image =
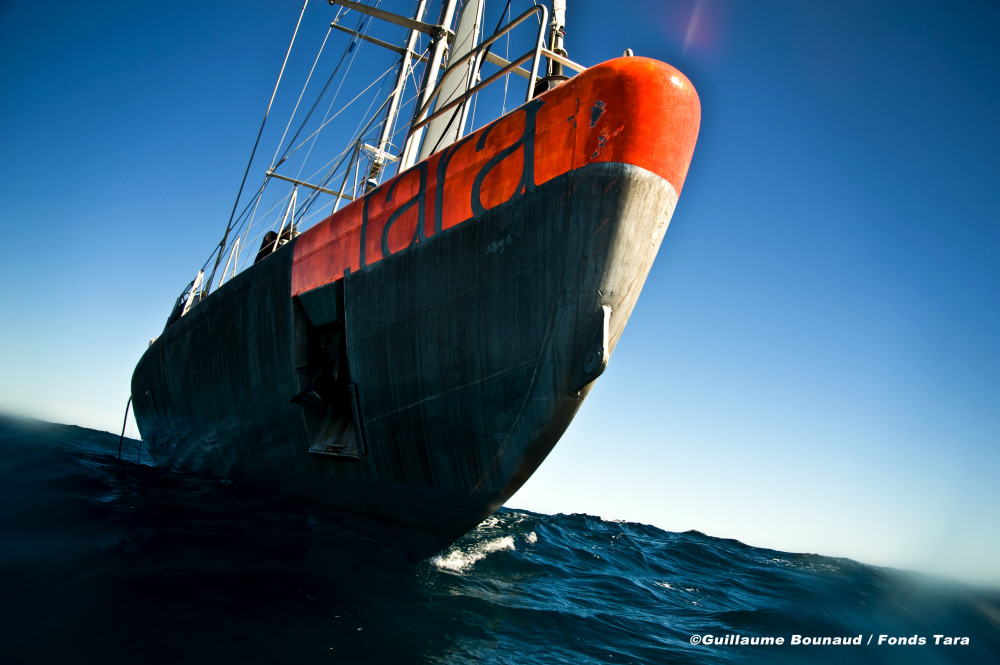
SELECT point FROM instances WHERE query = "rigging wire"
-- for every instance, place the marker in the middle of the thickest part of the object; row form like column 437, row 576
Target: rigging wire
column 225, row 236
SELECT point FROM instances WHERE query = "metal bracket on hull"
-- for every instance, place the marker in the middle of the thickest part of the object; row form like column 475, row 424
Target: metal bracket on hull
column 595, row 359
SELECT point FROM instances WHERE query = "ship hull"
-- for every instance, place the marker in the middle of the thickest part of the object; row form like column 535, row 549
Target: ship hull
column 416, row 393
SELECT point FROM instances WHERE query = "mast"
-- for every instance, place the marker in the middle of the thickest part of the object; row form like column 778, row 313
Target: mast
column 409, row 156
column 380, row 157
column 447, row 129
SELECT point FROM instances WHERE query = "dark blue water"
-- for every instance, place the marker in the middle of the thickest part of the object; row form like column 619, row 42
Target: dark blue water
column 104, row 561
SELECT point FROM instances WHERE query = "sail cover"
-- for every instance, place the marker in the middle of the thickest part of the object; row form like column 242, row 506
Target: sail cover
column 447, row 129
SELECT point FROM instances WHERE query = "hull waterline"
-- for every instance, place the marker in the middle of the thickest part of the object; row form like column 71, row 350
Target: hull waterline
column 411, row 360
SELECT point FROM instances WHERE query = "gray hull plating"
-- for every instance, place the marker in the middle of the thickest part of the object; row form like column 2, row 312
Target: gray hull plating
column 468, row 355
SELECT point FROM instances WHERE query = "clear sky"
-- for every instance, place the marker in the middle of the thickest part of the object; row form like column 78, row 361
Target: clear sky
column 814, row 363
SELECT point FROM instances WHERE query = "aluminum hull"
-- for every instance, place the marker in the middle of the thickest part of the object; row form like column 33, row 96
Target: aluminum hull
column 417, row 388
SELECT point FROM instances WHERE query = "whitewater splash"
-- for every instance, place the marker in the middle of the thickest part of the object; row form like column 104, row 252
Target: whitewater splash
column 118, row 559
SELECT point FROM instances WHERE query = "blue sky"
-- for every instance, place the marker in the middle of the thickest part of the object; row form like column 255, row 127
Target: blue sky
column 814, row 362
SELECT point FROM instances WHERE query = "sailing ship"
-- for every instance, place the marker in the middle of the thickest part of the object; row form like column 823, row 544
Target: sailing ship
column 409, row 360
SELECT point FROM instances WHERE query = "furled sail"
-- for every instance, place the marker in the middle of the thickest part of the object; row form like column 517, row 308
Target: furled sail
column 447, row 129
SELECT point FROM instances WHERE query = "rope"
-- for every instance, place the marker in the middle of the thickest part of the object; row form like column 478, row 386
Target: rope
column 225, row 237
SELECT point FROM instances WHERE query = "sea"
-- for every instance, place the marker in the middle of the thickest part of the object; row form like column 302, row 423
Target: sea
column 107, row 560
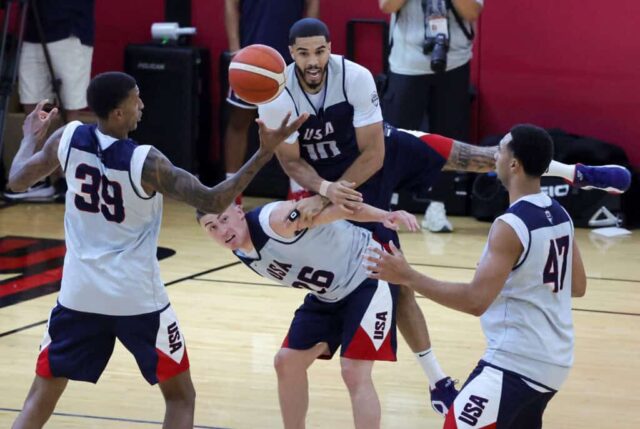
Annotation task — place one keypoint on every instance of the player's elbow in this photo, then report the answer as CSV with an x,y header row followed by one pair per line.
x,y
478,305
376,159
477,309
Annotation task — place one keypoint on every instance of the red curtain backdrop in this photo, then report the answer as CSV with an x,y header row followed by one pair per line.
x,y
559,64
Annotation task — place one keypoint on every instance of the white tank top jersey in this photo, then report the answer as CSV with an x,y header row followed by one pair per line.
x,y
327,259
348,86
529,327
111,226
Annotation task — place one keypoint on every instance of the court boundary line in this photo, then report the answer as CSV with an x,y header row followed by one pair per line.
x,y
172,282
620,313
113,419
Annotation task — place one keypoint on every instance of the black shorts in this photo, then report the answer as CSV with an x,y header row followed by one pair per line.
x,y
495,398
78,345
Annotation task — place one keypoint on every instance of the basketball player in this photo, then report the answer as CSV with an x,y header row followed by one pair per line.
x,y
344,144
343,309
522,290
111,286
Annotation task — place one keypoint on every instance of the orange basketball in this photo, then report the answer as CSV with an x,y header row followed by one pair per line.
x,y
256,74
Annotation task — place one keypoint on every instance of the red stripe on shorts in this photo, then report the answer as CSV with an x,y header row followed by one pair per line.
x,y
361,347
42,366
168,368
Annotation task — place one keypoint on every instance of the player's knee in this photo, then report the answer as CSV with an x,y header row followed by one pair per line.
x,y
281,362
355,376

### Action item
Exactly as they stand, retype all the entries, but omit the pictures.

### Answer section
image =
SELECT point FROM instances WHERE query = "rigging wire"
-- for every instance, place the marker in the middle of the thickest part of the object; row form like column 437, row 576
Target: rigging wire
column 225, row 236
SELECT point FROM instances WHERE query = "metal bracket on hull"
-- for every instance, place the marker in the middle of the thickest part of the object; row form like column 475, row 424
Target: metal bracket on hull
column 595, row 359
SELECT point FROM instances WHERE query = "ship hull"
-- for every instance, place the marker in the middle of the thickest part of the object; row form like column 535, row 549
Target: ship hull
column 416, row 393
SELECT point FROM instances WHERE query = "mast"
-- for every instance, place the marker in the middle of the thickest part of the object; row form like column 778, row 313
Target: mast
column 409, row 156
column 380, row 157
column 447, row 129
SELECT point FROM instances WHERE query = "dark blue water"
-- for every instance, place the marker in the middle of the thickest part of the object; row form like column 619, row 42
Target: dark blue water
column 104, row 561
SELECT point FROM instances WHERE query = "sail cover"
-- for every instance, place the marker in the middle of the thickest part of the object; row form like column 242, row 506
Target: sail cover
column 447, row 129
SELECT point FROM instances WHERE query = "hull waterline"
-- for every instance, place the marker in the middle of the thickest part of the object; row form like column 71, row 350
Target: hull waterline
column 411, row 360
SELECT point FROM instances WHERE query = "gray hull plating"
-- for every instance, place the marker in the middle of the thickest part of the object; row form like column 2, row 312
Target: gray hull plating
column 468, row 355
SELECT point FROM instances WHERE query = "clear sky"
-- for every instance, place the marker in the middle of the thickest part of the object; row form like column 78, row 361
Target: clear sky
column 814, row 363
SELECT point FROM instances WHERE query = "aluminum hull"
-- for every instance, place the marker in the middle of the thickest part of the object; row form like column 33, row 96
Target: aluminum hull
column 417, row 388
SELECT point FROM instances WHERE query = "whitewater splash"
-- for every instance, place the marker in the middle of the thickest part of the object; row form like column 104, row 252
Target: whitewater splash
column 118, row 559
SELECT point FROM instances WHERE query = "blue sky"
-- for every instance, place the marker in the middle of the thickest part of the object; row form like column 255, row 127
Target: blue sky
column 814, row 362
SELECT point FROM instances WHERE query = "sailing ship"
-- for every instance, place the marker in the middle of the thickest part of the object; row form like column 823, row 544
Target: sailing ship
column 409, row 360
SELECT point FROM instances WHERE query = "furled sail"
-- for every instance, place the marker in the middle of the thickest part of the object; row form like column 517, row 308
Target: furled sail
column 447, row 129
SELECT point FROM instances WHERE query = "rope"
-- for every instance, place the marker in the middle of the thickest part of the object; row form like column 478, row 386
Target: rope
column 225, row 237
SELECT point FROM instances WHERE query = "sea"
-- for every instance, place the marker in the middle of the thickest part of the object; row form like column 302, row 423
Target: sea
column 107, row 560
Annotation task — place one keypoint on every instance of the player's elbow in this photo, then report the answer as CSV with an x,y header row followed by one pair per line.
x,y
478,305
376,159
477,309
Annotation task — place one keypoint on every instance of the red curtain backdrop in this photo, then report the answer as CSV with an x,y header row followed by one pair per line.
x,y
559,64
Annotation task — place one keypoint on every instance of the white tank top jersey in this photo, then report the answer as CSV with an x,y header row followed by one pair per line.
x,y
327,259
348,86
529,327
111,226
Annotation task — place one keypoint on every instance of the court boundary line in this photo, then report the answer as CSV with an x,y header row followed by one pair per line.
x,y
172,282
620,313
113,419
Annotation task — place one keypoint on every instance of the black shorts in this photo, then report the answer as CSV with an x,y header row followed by one pair per line.
x,y
495,398
78,345
Annotation task — place one keypoint on every instance of the basketball player in this photo, then report the answer as CSV with an x,y header row followed by one pair per line.
x,y
344,144
343,309
522,290
111,286
Annotation task — place one keypoint on every instance of the orange basketball in this photo, then report the answer as CSV with an x,y header row followed by one pair per line.
x,y
256,74
Annotation task — place one keypoint on every instance of the red stripe on shorts in this photo, then report the answer as CSV with an x,y header row followed by one pair per line.
x,y
361,347
42,366
168,368
Annotation task — place one keypoint on every instance of the player's knee in this photo, then report the answer as CSV with an x,y header row followed by one pair per line.
x,y
281,362
355,376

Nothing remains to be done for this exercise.